**TASK REQUIREMENTS:**
Quote all of the records below line for line, without changing anything. Leave the pictures out.

**Rows of box annotation data:**
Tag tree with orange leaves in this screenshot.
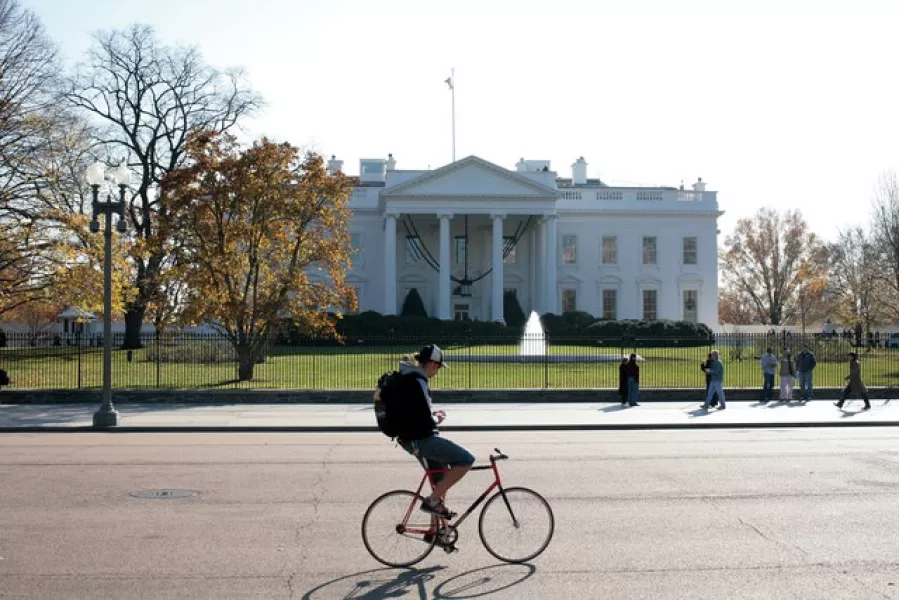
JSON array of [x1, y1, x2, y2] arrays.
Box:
[[160, 131, 357, 381]]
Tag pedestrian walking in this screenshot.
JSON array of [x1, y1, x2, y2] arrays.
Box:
[[625, 354, 640, 406], [702, 350, 727, 410], [699, 352, 718, 406], [759, 348, 777, 402], [796, 344, 818, 401], [780, 348, 796, 402], [834, 352, 871, 410], [618, 356, 627, 406]]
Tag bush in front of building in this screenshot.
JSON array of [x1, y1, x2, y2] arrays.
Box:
[[400, 288, 428, 317], [279, 311, 715, 348], [585, 319, 715, 348]]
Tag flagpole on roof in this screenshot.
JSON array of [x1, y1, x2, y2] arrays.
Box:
[[444, 68, 456, 162]]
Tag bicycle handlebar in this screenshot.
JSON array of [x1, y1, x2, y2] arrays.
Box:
[[490, 448, 509, 462]]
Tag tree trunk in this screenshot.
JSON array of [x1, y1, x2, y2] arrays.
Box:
[[122, 304, 147, 350], [235, 344, 256, 381]]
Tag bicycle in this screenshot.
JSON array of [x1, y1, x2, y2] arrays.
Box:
[[362, 448, 555, 567]]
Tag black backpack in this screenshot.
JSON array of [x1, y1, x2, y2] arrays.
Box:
[[374, 371, 421, 439]]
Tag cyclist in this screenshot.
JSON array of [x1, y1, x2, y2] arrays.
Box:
[[397, 344, 475, 519]]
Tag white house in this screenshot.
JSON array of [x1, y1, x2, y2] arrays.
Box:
[[329, 155, 723, 327]]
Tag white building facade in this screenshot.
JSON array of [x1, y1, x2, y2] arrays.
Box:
[[338, 156, 722, 328]]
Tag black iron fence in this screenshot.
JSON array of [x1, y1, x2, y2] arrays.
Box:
[[0, 332, 899, 390]]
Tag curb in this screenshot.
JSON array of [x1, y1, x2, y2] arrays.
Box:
[[0, 421, 899, 433]]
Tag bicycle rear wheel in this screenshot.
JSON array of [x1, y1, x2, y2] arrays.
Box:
[[362, 490, 438, 567], [478, 487, 555, 563]]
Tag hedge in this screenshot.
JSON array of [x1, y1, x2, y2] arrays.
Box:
[[279, 311, 715, 347]]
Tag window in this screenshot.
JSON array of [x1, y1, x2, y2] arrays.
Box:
[[350, 233, 362, 265], [453, 235, 468, 265], [643, 290, 659, 321], [562, 235, 577, 265], [347, 285, 362, 315], [562, 289, 577, 313], [406, 235, 422, 265], [453, 304, 471, 321], [684, 290, 699, 323], [503, 236, 518, 265], [602, 290, 618, 321], [602, 235, 618, 265], [643, 236, 656, 265], [360, 160, 386, 175], [684, 237, 696, 265]]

**RESPONSE:**
Tag tree with orange leaves in this screenshot.
JSON array of [x1, y1, x2, y2] arrays.
Box:
[[160, 131, 357, 381]]
Tag pedestrian walking in this screenshot.
JSON array of [x1, y1, x2, y2] arrays.
Box:
[[625, 354, 640, 406], [702, 350, 727, 410], [699, 352, 718, 406], [759, 348, 777, 402], [796, 344, 818, 401], [780, 348, 796, 402], [834, 352, 871, 410], [618, 356, 627, 406]]
Tag bush in front of building in this screenshot.
JSON array of [x1, y1, x2, y2] arrays.
Box:
[[400, 288, 428, 317], [279, 311, 715, 348], [585, 319, 715, 348]]
Tag flagpole on roof in this screenshot.
JSON array of [x1, y1, x2, y2] arrays.
Box:
[[444, 68, 456, 162]]
Tag bicycle handlebar in this screenshot.
JSON array of [x1, y1, x2, y2] arrays.
Box:
[[490, 448, 509, 462]]
Tag tree trunk in this screenshot.
JSON array of [x1, y1, x2, y2] arrays.
Box:
[[122, 304, 147, 350], [235, 344, 256, 381]]
Tag bicycle in this screenshot.
JSON array of [x1, y1, x2, y2] arrays.
Box:
[[362, 448, 555, 567]]
Tag black backpack in this screenshot.
JSON array of [x1, y1, x2, y2] arrays.
Box:
[[374, 371, 421, 439]]
Tag cyclist in this screenshot.
JSON array of [x1, y1, x2, y2] arrays.
Box:
[[397, 344, 475, 519]]
Tag white house in this screenshot.
JSON array of [x1, y1, x2, y2] arrays.
Box:
[[329, 155, 723, 327]]
Tag white building facade in this screenshot.
JSON array of [x1, y1, x2, y2] arrays.
Box:
[[338, 156, 722, 328]]
Tag black iron fence in this screenshot.
JSON array of [x1, y1, x2, y2] arrays.
Box:
[[0, 332, 899, 390]]
Tag curb in this screenshot.
JSON array of [x1, y1, x2, y2] arrays.
Box:
[[0, 421, 899, 433]]
Tag bicycle rear wheel in this screenshot.
JSON array of [x1, y1, x2, y2] arrays.
Box:
[[362, 490, 438, 567], [478, 487, 555, 563]]
Tag hedge in this screenshot.
JSON array of [x1, y1, x2, y2] arrays.
Box:
[[279, 311, 715, 347]]
Tag window in this screenshot.
JSON array of [x1, y1, x2, y2] arrays.
Box:
[[350, 233, 362, 265], [453, 235, 468, 265], [643, 290, 659, 321], [562, 235, 577, 265], [347, 285, 362, 315], [562, 289, 577, 313], [406, 235, 422, 265], [453, 304, 471, 321], [684, 290, 699, 323], [503, 236, 518, 265], [602, 290, 618, 321], [602, 235, 618, 265], [643, 236, 656, 265], [360, 160, 386, 175], [684, 237, 696, 265]]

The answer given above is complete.